▸ Set task
Would you reproduce every one of the records below word for word, leaving nothing out and changing nothing?

__________

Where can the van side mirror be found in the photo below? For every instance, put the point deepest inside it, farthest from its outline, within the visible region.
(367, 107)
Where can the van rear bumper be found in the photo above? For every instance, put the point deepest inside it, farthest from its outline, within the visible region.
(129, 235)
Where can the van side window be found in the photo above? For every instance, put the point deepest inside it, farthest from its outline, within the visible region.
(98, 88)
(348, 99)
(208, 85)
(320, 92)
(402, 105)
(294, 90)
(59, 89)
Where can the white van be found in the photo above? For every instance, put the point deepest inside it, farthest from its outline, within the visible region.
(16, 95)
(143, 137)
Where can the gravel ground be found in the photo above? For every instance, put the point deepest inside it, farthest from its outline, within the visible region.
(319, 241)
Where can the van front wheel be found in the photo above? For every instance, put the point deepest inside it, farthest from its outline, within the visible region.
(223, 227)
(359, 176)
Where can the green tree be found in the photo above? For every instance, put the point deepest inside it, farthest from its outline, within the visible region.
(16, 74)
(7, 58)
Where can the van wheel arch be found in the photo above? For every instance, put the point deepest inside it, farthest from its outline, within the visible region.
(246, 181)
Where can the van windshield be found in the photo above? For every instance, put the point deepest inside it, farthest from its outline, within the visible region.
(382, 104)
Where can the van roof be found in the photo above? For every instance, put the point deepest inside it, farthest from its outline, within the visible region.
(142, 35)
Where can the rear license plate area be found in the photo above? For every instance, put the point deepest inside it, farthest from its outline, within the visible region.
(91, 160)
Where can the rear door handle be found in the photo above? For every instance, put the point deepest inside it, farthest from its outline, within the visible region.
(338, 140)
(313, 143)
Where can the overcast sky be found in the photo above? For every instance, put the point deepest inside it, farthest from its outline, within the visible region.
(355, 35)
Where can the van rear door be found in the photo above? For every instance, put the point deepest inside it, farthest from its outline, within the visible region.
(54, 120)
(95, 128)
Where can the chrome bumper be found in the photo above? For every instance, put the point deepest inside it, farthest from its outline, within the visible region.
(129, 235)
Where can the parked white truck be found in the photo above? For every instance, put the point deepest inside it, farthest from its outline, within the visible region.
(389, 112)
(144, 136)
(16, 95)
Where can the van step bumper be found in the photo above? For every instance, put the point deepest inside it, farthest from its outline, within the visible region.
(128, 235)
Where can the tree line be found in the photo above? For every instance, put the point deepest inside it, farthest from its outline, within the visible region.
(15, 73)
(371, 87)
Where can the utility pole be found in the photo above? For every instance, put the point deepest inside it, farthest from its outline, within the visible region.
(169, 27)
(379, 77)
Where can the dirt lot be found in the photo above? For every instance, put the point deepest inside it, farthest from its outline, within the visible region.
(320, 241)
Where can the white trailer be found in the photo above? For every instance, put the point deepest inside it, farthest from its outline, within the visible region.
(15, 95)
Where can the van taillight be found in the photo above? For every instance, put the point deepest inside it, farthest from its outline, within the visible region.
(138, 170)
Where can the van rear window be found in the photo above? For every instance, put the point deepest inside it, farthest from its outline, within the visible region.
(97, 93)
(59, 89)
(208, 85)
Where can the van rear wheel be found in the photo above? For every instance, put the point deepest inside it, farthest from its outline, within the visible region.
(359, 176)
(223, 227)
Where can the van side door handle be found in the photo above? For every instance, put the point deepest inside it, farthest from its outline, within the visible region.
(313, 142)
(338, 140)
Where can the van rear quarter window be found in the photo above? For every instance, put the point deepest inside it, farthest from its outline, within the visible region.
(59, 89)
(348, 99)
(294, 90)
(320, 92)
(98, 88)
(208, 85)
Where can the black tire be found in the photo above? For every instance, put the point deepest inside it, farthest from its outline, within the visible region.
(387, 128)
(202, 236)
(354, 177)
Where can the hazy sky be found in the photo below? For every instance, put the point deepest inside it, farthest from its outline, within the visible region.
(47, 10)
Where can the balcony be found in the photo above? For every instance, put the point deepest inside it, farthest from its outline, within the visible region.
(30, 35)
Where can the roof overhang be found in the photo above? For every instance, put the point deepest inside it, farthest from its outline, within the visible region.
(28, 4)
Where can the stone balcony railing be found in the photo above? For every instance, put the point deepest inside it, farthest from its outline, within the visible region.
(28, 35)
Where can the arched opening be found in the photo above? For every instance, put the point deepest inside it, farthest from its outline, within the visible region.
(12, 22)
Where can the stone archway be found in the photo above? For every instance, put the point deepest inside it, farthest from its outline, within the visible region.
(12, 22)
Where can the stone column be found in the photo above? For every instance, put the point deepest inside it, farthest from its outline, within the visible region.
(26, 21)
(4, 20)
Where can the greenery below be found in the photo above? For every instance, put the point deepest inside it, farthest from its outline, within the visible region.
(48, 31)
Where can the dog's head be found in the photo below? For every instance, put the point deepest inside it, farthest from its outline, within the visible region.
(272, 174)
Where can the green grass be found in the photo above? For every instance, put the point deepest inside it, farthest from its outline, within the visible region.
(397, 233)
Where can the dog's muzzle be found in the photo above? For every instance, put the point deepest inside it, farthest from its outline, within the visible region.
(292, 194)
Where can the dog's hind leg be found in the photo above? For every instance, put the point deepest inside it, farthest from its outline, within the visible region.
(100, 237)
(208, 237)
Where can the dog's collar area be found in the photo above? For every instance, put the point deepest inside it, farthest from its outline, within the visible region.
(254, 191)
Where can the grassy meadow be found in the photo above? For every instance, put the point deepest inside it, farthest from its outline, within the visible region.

__________

▸ Finished task
Where can the van side mirror be found in the photo below? For every instance, put the point deepest inside it, farthest from its outline, within the visible region.
(367, 107)
Where can the van rear bumper be found in the photo above? For every instance, put the point deepest inside it, farthest from its outline, within the visible region.
(129, 235)
Where can the van side window be found in the photo above? For every instance, put the point deepest inside it, farthest from its outline, within the visible region.
(98, 88)
(348, 99)
(208, 85)
(320, 92)
(402, 105)
(294, 90)
(59, 89)
Where can the white van be found in the photo above? For every instance, put the point deepest inside it, farthest from its outline, within the visible region.
(16, 95)
(143, 137)
Where can the gravel ground be found in the photo above? For every instance, put the point deepest inside it, farthest from its outline, within the visible region.
(319, 241)
Where can the van front wheel be found in the photo above? For every instance, put the point deepest inside it, farthest from its outline, within the visible region.
(223, 227)
(359, 176)
Where can the green tree be found in the photo above? For every instance, put the point deepest inside it, farthest from its outline, within the visible region.
(16, 74)
(7, 58)
Where can the van wheel arch be found in the photo above? For every instance, put the point deepest inside it, farthest from its outline, within the visible region.
(246, 181)
Where can the van windshield be found in the photo above? For every instance, put the point deepest inside it, farthest from its outline, within the visible region.
(382, 104)
Where can the van roof be found in the photo above? For every instance, put the point deepest inside it, farthest from its outline, within the visible region.
(142, 35)
Where can the rear license plate area be found in the photo above? For every instance, put the point deepest inside it, farthest from its outline, within the visible region.
(91, 160)
Where can the rear door handle be found in the photo above? For every instance, put the point deepest inside it, farthest from its outline, within the visible region.
(338, 140)
(313, 143)
Where can the overcast sky be found in the photo above? For every instance, put the point deepest inside it, farthest from its outline, within the visible region.
(355, 35)
Where can the van rear door be found in the photo above? For every instance, put the point deepest inside it, farthest from its outline, within the visible region.
(54, 120)
(95, 128)
Where can the chrome bumper be found in the photo above? For every instance, put the point deepest inside it, farthest from its outline, within the visible region.
(129, 235)
Where can the parked white truck be found in the photo above? For every instance, put the point deepest inside it, farthest from its outline, within the visible region.
(389, 112)
(144, 136)
(16, 95)
Where can the van step bumper be found in the photo above? For every instance, put the point deepest inside it, farthest from its outline, within the visible region.
(128, 235)
Where can the tree line be found in the photo above? For every instance, put the point deepest inside it, farthest from its outline, within the visible region.
(15, 73)
(371, 87)
Where can the utility pole be found in the photo above? For every instance, put the point deepest inside it, farthest from its outline, within the visible region.
(169, 27)
(379, 77)
Where can the dirt lot be found in the photo above? For every instance, put the point deepest inside it, farthest from its outline, within the visible region.
(320, 241)
Where can the white trailer be found in the photo above? For every instance, put the point deepest inside it, farthest from its outline, within the visible region.
(15, 95)
Where can the van taillight be found in the photo above? For every instance, put the point deepest inside it, farthest from its outline, within the visible region.
(138, 170)
Where can the van rear window be found in the photo above? For every instance, put the point deepest inside it, farthest from its outline, within the visible region.
(97, 93)
(59, 89)
(208, 85)
Where can the van rear wheel be found in the photo above? For every instance, put the point deepest inside it, farthest from its outline, within the visible region.
(359, 176)
(223, 227)
Where can the van side door handle be found in the photo above? For every instance, put the point deepest inside it, farthest from its outline, within the visible region.
(313, 142)
(338, 140)
Where can the van rear quarter window be found in the photo above? For every instance, put the point deepest inside it, farthest from its outline, within the visible region.
(59, 89)
(348, 99)
(294, 90)
(320, 92)
(98, 88)
(208, 85)
Where can the black tire be found in the photo above? For every instance, put the point deepest inside it, farthest from its outline, within the visible region.
(387, 128)
(202, 236)
(354, 177)
Where can the hazy sky be found in the photo below? For every instance, put the point deepest inside it, farthest from its outline, within the visible region.
(47, 10)
Where can the balcony be found in the photo above? For every instance, put the point deepest inside it, farthest from its outline, within the visible region.
(30, 35)
Where can the roof overhang be found in the photo above? For every instance, put the point deepest inside it, farthest from its outline, within the visible region.
(28, 4)
Where can the stone balcony railing be found in the photo above? For every instance, put the point deepest inside it, farthest from its outline, within the visible region.
(28, 35)
Where can the arched opening be found in the photo above? For every instance, put the point deepest inside it, farthest from its outline, within the visible region.
(12, 22)
Where can the stone archway be found in the photo above? For every instance, put the point deepest inside it, farthest from its outline, within the visible region.
(12, 22)
Where can the stone column be found in the photo above? For every instance, put the point deepest inside it, farthest from its outline, within the visible region.
(26, 21)
(4, 20)
Where can the greenery below be found in the photo above? For every instance, put the point deepest inside it, farthest from its outline, within the visible region.
(48, 31)
Where can the dog's head be found in the photo below? For every instance, put the point deepest inside it, farthest from its outline, within the visible region.
(272, 174)
Where can the green grass be found in the photo above? For every instance, put the point deepest inside it, farthest from its outline, within the visible region.
(397, 233)
Where can the dog's muzzle be found in the photo above? For every instance, put the point deepest inside it, farthest from its outline, within the visible region.
(292, 194)
Where can the dog's hind leg be found in the photo above? For every instance, put the point deepest inside it, farthest from its outline, within the visible region.
(100, 237)
(208, 237)
Where can the dog's collar area be found in the photo above? For every instance, put the point deepest inside it, farthest from its outline, within the visible region.
(254, 191)
Where can the grassy meadow be found in the photo above? For every instance, put the point deepest inside it, farthest from its outline, within the visible region.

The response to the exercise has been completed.